Extrait fourni:
————————
Vue de la future usine de Cimaj à Estadens, près d’Aspet, dans le Comminges, au sud de la Haute-Garonne. Crédit : Cimaj
Le projet est revenu sur le devant de la scène en mai 2024 avec la demande de permis de construire de Cimaj, purgé en août. Mais, pour de nombreux habitants, il n’est devenu réalité que le 5 novembre dernier, quand la communauté de communes a informé ses administrés d’une consultation publique entre le 19 novembre et le 17 décembre, sur la demande d’enregistrement de Cimaj au titre des Installations classées pour la protection de l’environnement (ICPE).
————————
Consigne de travail: D'après l'extrait fourni, entre quelles dates se tient la consultation publique sur la demande d'enregistrement de Cimaj ?

Données enregistrées:
————————
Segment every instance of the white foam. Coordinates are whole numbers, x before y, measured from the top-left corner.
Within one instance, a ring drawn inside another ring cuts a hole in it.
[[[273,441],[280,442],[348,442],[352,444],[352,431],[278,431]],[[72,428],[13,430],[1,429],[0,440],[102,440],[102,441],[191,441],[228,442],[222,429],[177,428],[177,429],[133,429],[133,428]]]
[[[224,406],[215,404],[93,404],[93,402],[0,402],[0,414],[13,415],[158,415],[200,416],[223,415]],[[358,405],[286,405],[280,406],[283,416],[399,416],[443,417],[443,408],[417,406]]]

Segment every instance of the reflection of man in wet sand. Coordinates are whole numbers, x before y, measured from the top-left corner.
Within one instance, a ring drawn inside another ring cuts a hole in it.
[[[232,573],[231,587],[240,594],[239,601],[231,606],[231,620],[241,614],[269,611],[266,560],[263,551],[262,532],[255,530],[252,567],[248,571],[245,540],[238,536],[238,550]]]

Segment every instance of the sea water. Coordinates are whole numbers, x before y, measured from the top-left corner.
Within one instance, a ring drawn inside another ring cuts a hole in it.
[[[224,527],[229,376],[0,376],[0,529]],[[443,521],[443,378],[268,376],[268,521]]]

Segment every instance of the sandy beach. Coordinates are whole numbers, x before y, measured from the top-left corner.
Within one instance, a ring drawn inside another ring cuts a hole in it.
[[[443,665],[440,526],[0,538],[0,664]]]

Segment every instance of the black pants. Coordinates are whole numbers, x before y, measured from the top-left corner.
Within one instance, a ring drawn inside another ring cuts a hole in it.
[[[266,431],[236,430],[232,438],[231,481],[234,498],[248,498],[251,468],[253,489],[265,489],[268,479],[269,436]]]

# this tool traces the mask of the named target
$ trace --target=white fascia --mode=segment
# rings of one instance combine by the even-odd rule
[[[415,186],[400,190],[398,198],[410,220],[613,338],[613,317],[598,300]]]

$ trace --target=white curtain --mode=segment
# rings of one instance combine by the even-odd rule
————————
Votre réponse: Entre le 19 novembre et le 17 décembre.